• [Problem to work on]
Would you return the lines from the one that contains "Run detection for black" to the last line of the entries below, exactly and with nothing added?

• [Records provided]

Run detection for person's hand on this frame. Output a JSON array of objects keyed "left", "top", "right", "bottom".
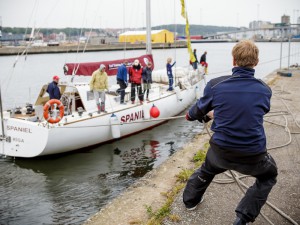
[
  {"left": 206, "top": 110, "right": 214, "bottom": 119},
  {"left": 185, "top": 112, "right": 194, "bottom": 121}
]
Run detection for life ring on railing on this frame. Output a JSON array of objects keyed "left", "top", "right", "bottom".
[{"left": 43, "top": 99, "right": 64, "bottom": 124}]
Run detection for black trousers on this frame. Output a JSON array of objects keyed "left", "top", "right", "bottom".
[
  {"left": 131, "top": 83, "right": 143, "bottom": 102},
  {"left": 183, "top": 141, "right": 278, "bottom": 223},
  {"left": 117, "top": 79, "right": 127, "bottom": 103}
]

• [Exercise solution]
Run detection for black trousers on this frame. Output a JSON array of objects keyed "left", "top", "right", "bottom".
[
  {"left": 131, "top": 83, "right": 143, "bottom": 102},
  {"left": 183, "top": 141, "right": 278, "bottom": 223},
  {"left": 117, "top": 79, "right": 127, "bottom": 103}
]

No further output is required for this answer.